## TEXT SHOWN
*** Begin section ***
Data were organized using Microsoft Excel® spreadsheets (Microsoft Corporation, Washington, USA). Statistical analysis were performed using Stata® statistical software 14.0 (StataCorp, Texas, USA). Descriptive statistics were run to describe absolute and relative proportion according to the NOVA classification and contribution of groups to the total offer of energy, macronutrients, and sodium. Student’s t-test with equal or unequal variances were applied for comparison between Groups A and C, based on the variables behavior. Group B was not included because we found no meals to be classified in it. Differences were considered statistically significant if p<0.05.

The project was approved by the Committee on Ethics in Research in Human Beings of the Health Science Sector of the Federal University of Paraná (UFPR, Universidade Federal do Paraná), CAAE n° 11460612.8.0000.0102, and authorized by the Department of Education, Culture and Sport of the municipality.

RESULTS

A summary classification of the food offered by the school feeding system is presented in Table 2. From the 123 samples, 61.0% (n=75) were classified into group of unprocessed/minimally processed/culinary preparations, and 39.0% (n=48) were classified into UPF group. Homemade meals were the most frequently food item offered from group of unprocessed/minimally processed/culinary preparations and were present every day (100%) at lunch and in eighteen out of twenty days (90%) at dinner. Furthermore, the most frequently offered product from UPF group was porridge, which was served every day for breakfast (100%) and in nine days as an afternoon snack (45%) (Tables 1 and 2).

Table 2
Foods offered by school feeding to children aged 12-36 months, according to the degree of processing. Colombo (PR) Brazil, 2013.
*** End section ***
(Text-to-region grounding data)
*** Begin section ***
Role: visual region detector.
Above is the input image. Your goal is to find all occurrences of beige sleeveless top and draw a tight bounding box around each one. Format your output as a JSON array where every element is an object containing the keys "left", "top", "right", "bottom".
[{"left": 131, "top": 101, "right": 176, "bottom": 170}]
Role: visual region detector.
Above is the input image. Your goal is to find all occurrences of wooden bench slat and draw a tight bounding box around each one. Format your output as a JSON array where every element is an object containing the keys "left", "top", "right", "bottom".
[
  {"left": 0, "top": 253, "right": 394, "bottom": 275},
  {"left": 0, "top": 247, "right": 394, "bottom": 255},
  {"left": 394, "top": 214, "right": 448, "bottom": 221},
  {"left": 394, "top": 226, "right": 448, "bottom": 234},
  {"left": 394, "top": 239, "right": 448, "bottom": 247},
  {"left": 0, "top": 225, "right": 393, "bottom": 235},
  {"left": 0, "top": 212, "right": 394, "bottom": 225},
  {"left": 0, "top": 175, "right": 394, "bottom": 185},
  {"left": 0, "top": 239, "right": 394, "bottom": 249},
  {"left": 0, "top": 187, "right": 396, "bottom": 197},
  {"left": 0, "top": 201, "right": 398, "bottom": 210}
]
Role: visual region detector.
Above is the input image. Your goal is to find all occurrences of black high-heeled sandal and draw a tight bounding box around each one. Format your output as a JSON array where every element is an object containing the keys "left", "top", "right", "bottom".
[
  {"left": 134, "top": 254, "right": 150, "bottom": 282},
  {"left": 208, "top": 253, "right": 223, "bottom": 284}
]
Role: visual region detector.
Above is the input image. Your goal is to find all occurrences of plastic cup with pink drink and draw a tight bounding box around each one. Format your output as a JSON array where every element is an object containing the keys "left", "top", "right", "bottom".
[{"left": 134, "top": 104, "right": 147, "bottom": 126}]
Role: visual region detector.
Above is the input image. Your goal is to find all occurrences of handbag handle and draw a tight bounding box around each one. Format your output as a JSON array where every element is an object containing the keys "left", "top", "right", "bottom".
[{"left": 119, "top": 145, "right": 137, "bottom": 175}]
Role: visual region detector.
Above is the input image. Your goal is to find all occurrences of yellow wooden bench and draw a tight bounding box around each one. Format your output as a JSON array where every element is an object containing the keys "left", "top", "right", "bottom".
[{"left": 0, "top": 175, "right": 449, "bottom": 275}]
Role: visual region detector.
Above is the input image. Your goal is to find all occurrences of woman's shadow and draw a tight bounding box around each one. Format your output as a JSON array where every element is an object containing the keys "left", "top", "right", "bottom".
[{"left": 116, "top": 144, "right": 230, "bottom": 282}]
*** End section ***
## REQUIRED TASKS
• a. Check each statement against the school feeding excerpt. Answer yes or no and quote the words that decide it:
(i) Group B was left out of the comparison because no meals belonged to it.
(ii) Porridge was served every day at dinner.
(iii) Differences counted as statistically significant at p<0.01.
• b. In the school feeding excerpt, how many of the 123 samples went into the UPF group?
• c. Write the next part of the school feeding excerpt, starting after its final sentence.

## OUTPUTS FOR THE TASKS
• a.
(i) Yes: "Group B was not included because we found no meals to be classified in it."
(ii) No: "porridge, which was served every day for breakfast (100%)"
(iii) No: "Differences were considered statistically significant if p<0.05."

• b. 48 samples (39.0%).

• c.
In Figure 1, we can see an overview of the groups’ contributions to the total energy and nutrients. Group of unprocessed/minimally processed/culinary preparations contributed more than 50% to energy, macronutrients, and sodium. The largest contributions from UPF group were energy (45.76%) and carbohydrates (48.93%).

Figure 1
Contribution of Groups A and C to the total offer of energy, macronutrients, and sodium by school feeding to children aged 12-36 months in child day-care centers. Colombo (PR) Brazil, 2013.

Comparison of portion size, energy, and macronutrients and sodium content per serving, in total sample and by food group is presented in Table 3. The average served portion size were statistically equal between groups (p=0.404). Ultra-Processed Food group’s food provided 112.84±59.59 kcal/serving, statistically higher than the unprocessed/minimally processed/culinary preparations group (p=0.026), and 20.87±11.72g of carbohydrates per serving, also statistically higher than the group of unprocessed/minimally processed/culinary preparations (p<0.001). On the other hand, group of unprocessed/minimally processed/culinary preparations meals were a larger source of sodium per serving (266.26±282.54mg per serving, p<0.001). There were no differences in protein and lipid offer per serving between groups (p=0.329 and p=0.325, respectively).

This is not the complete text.